== SELECTED PASSAGE ==
- The Quarterly
- Audit Excellence
|Quarterly: Summer 2020 - Timothy Neuman|
Network Security: Spear Phishing for Information
Many people will tell you, “Don’t sacrifice flexibility for security.” However, for little IT shops, and the local government administrator in particular, that is what you need to do. Protection of a building is a lot easier if there is only one way in and one way out. The balance comes from responding to elected officials that want a “glass building” in the middle of a public park. While I am still not completely sure Microsoft should be congratulated, Microsoft has come a long way to being able to offer a balanced security posture. This article will cover the history, threat, and possible solutions to the use of spear phishing attacks.
History of Phishing
In the beginning, Microsoft was not concerned about a securing anything more than the entire computer marketplace. The default flexibility programmed into MS Office (Office) allowed bad actors the freedom to attack a network utilizing any Office product or website. MS Outlook was, by default, executing, downloading, and installing then tracking everything the user did or might even want to do. The security administrator had to take specific action, research, and enlist multiple electronic disciplines to get a reasonably secured environment.

== DATA PROVIDED ==
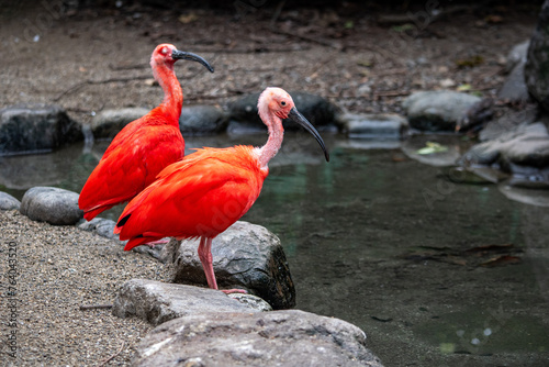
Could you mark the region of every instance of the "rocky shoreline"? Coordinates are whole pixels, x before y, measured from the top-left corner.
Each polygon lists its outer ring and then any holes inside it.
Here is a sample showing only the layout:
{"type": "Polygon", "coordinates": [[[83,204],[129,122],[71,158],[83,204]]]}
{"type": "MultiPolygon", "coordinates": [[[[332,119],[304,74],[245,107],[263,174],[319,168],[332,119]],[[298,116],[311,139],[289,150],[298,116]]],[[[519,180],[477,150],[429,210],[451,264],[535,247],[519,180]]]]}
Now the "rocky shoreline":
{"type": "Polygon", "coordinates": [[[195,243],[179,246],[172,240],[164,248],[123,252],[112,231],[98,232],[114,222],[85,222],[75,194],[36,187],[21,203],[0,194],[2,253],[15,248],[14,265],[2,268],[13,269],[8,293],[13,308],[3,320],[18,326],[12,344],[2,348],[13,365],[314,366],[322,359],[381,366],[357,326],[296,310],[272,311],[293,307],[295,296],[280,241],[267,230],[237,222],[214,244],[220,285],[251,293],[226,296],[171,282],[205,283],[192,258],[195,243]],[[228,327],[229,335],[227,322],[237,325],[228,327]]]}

== WHAT TO PRODUCE ==
Can you give the spear phishing article again from "History of Phishing" to "reasonably secured environment.", with "bad actors" changed to "attackers"?

== ANSWER TO THE EXERCISE ==
History of Phishing
In the beginning, Microsoft was not concerned about a securing anything more than the entire computer marketplace. The default flexibility programmed into MS Office (Office) allowed attackers the freedom to attack a network utilizing any Office product or website. MS Outlook was, by default, executing, downloading, and installing then tracking everything the user did or might even want to do. The security administrator had to take specific action, research, and enlist multiple electronic disciplines to get a reasonably secured environment.